● **THE DATA**:

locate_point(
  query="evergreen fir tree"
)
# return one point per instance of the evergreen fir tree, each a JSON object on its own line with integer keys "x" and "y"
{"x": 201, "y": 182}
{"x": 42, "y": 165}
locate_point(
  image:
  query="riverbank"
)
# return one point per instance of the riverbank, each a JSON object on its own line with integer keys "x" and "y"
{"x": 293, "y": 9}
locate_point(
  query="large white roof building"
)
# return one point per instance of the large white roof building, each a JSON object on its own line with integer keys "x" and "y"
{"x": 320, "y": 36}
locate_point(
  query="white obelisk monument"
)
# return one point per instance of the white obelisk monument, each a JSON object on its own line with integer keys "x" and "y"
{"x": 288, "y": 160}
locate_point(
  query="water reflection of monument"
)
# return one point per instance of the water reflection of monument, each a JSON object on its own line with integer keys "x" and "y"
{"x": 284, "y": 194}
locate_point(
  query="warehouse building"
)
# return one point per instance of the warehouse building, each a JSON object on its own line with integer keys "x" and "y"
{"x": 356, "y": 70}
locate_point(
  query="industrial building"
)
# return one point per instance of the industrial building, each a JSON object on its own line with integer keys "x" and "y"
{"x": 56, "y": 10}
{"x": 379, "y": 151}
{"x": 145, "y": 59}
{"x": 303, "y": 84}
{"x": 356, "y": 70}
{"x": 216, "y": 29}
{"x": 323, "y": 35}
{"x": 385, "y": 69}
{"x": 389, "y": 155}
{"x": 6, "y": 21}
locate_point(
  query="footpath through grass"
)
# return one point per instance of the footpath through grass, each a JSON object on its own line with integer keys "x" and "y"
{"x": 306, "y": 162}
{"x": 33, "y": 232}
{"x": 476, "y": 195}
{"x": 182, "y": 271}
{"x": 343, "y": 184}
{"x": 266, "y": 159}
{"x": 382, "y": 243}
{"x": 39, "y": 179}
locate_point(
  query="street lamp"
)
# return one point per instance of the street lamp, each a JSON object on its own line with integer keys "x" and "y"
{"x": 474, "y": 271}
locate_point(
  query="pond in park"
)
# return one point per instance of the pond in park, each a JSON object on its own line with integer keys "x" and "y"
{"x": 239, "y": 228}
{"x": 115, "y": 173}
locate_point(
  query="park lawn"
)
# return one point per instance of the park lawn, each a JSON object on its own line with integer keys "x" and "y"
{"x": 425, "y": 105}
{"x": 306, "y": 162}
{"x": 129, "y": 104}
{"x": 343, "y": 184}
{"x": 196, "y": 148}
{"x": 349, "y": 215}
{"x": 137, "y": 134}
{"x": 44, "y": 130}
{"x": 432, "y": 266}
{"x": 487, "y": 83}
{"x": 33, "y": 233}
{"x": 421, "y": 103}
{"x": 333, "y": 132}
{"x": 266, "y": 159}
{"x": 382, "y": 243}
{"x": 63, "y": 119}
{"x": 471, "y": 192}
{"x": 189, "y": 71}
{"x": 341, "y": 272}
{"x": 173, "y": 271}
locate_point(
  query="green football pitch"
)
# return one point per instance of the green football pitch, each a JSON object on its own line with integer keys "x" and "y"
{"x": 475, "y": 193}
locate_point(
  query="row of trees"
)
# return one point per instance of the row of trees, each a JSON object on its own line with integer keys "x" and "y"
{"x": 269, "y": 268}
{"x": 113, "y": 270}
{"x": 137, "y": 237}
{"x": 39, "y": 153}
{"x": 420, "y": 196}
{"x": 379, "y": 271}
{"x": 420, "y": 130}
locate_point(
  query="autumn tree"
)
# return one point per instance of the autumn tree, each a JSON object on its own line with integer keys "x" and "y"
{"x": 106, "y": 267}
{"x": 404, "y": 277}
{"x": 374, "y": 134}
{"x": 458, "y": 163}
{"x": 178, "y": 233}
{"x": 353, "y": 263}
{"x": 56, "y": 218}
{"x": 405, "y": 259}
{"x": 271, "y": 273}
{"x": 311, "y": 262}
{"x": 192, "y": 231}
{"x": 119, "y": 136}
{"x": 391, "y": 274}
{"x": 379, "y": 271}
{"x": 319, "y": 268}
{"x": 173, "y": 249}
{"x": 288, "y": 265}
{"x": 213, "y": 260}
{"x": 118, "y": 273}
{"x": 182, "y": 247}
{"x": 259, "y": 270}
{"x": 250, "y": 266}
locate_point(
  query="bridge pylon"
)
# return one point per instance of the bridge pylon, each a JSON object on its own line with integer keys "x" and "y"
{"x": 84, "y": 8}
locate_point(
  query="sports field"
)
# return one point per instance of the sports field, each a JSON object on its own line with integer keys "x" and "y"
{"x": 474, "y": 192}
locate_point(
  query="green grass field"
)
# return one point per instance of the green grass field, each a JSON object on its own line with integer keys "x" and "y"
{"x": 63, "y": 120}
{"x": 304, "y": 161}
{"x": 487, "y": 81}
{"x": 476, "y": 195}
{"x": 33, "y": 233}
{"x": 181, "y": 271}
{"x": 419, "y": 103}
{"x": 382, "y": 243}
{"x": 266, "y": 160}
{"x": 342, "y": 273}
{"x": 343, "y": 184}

● **TASK OBJECTIVE**: Give the listing above again, word for word.

● **WRITTEN RESPONSE**:
locate_point(
  query="evergreen fir tree"
)
# return one point per instance of the evergreen fir tree, each a JSON object on its own line with integer keys "x" and "y"
{"x": 201, "y": 182}
{"x": 42, "y": 165}
locate_point(
  image:
  query="riverbank"
)
# return one point per instance of the riverbank, each a JSON object on its own line with integer keys "x" and "y"
{"x": 293, "y": 9}
locate_point(
  query="large white roof building"
)
# return one point per instance of the large white roof building, each a JSON object on its own line with integer keys "x" and "y"
{"x": 320, "y": 36}
locate_point(
  query="white obelisk monument"
)
# return one point per instance of the white obelisk monument, each a JSON object on its own line with integer keys "x" and "y"
{"x": 288, "y": 160}
locate_point(
  query="water reflection of monument"
)
# return one point per instance of the water reflection of monument, each a JSON object on its own line with integer keys "x" and "y"
{"x": 284, "y": 194}
locate_point(
  query="warehouse building"
)
# return one point per instance of the warehouse building, each a JSON object on its own line with integer keys "x" and "y"
{"x": 356, "y": 70}
locate_point(
  query="industrial building"
)
# return one point per instance of the industrial building, each a JSON object on its own line with integer keys "x" and "y"
{"x": 56, "y": 10}
{"x": 379, "y": 151}
{"x": 145, "y": 59}
{"x": 303, "y": 84}
{"x": 356, "y": 70}
{"x": 216, "y": 29}
{"x": 323, "y": 35}
{"x": 385, "y": 69}
{"x": 389, "y": 155}
{"x": 6, "y": 21}
locate_point(
  query="footpath through grass"
)
# return one point per instance of the footpath through grass, each a JSON object on its own line with integer keys "x" and "y"
{"x": 306, "y": 162}
{"x": 33, "y": 232}
{"x": 476, "y": 195}
{"x": 182, "y": 271}
{"x": 343, "y": 184}
{"x": 266, "y": 159}
{"x": 382, "y": 243}
{"x": 39, "y": 179}
locate_point(
  query="street lamp"
)
# return one point per instance of the street lamp, each a JSON object on its own line with integer keys "x" and "y"
{"x": 474, "y": 271}
locate_point(
  query="pond in park"
)
# return one point per instance of the pond in park, each a JSON object on its own line with integer keys "x" and "y"
{"x": 239, "y": 228}
{"x": 115, "y": 173}
locate_point(
  query="park lawn"
)
# return one point per instance of the park lawn, each a JSON object on its own line with integer keys "x" and "y"
{"x": 425, "y": 105}
{"x": 306, "y": 162}
{"x": 129, "y": 104}
{"x": 343, "y": 184}
{"x": 196, "y": 148}
{"x": 349, "y": 215}
{"x": 137, "y": 134}
{"x": 44, "y": 130}
{"x": 432, "y": 266}
{"x": 487, "y": 83}
{"x": 33, "y": 233}
{"x": 421, "y": 103}
{"x": 333, "y": 132}
{"x": 266, "y": 159}
{"x": 382, "y": 243}
{"x": 63, "y": 119}
{"x": 471, "y": 192}
{"x": 189, "y": 71}
{"x": 341, "y": 272}
{"x": 173, "y": 271}
locate_point(
  query="green football pitch"
)
# return one point per instance of the green football pitch, each a JSON object on its own line with integer keys "x" and "y"
{"x": 475, "y": 193}
locate_point(
  query="row of trees"
)
# return one point per instance of the row of trees, each a JSON object on its own line with integer keys "x" and "y"
{"x": 269, "y": 268}
{"x": 113, "y": 270}
{"x": 137, "y": 237}
{"x": 39, "y": 153}
{"x": 420, "y": 196}
{"x": 379, "y": 271}
{"x": 420, "y": 130}
locate_point(
  query="autumn tree"
)
# return one point per instance of the autumn tree, each a JSON object on its own line with integer keys "x" and "y"
{"x": 106, "y": 267}
{"x": 404, "y": 277}
{"x": 374, "y": 134}
{"x": 458, "y": 163}
{"x": 178, "y": 233}
{"x": 353, "y": 263}
{"x": 56, "y": 218}
{"x": 405, "y": 259}
{"x": 271, "y": 273}
{"x": 311, "y": 262}
{"x": 192, "y": 231}
{"x": 119, "y": 136}
{"x": 391, "y": 274}
{"x": 379, "y": 271}
{"x": 319, "y": 268}
{"x": 173, "y": 249}
{"x": 288, "y": 265}
{"x": 213, "y": 260}
{"x": 118, "y": 273}
{"x": 182, "y": 247}
{"x": 259, "y": 270}
{"x": 250, "y": 266}
locate_point(
  query="bridge pylon"
)
# return one point per instance of the bridge pylon, each a JSON object on its own line with integer keys "x" and "y"
{"x": 84, "y": 8}
locate_point(
  query="sports field"
)
# return one point per instance of the sports field, each a JSON object on its own line with integer keys "x" and "y"
{"x": 474, "y": 192}
locate_point(
  query="green grass field"
)
# return one point per instance of the green grass field, each a JSON object on its own line with integer keys "x" and "y"
{"x": 63, "y": 120}
{"x": 304, "y": 161}
{"x": 487, "y": 81}
{"x": 476, "y": 195}
{"x": 33, "y": 233}
{"x": 181, "y": 271}
{"x": 419, "y": 103}
{"x": 382, "y": 243}
{"x": 266, "y": 160}
{"x": 342, "y": 273}
{"x": 343, "y": 184}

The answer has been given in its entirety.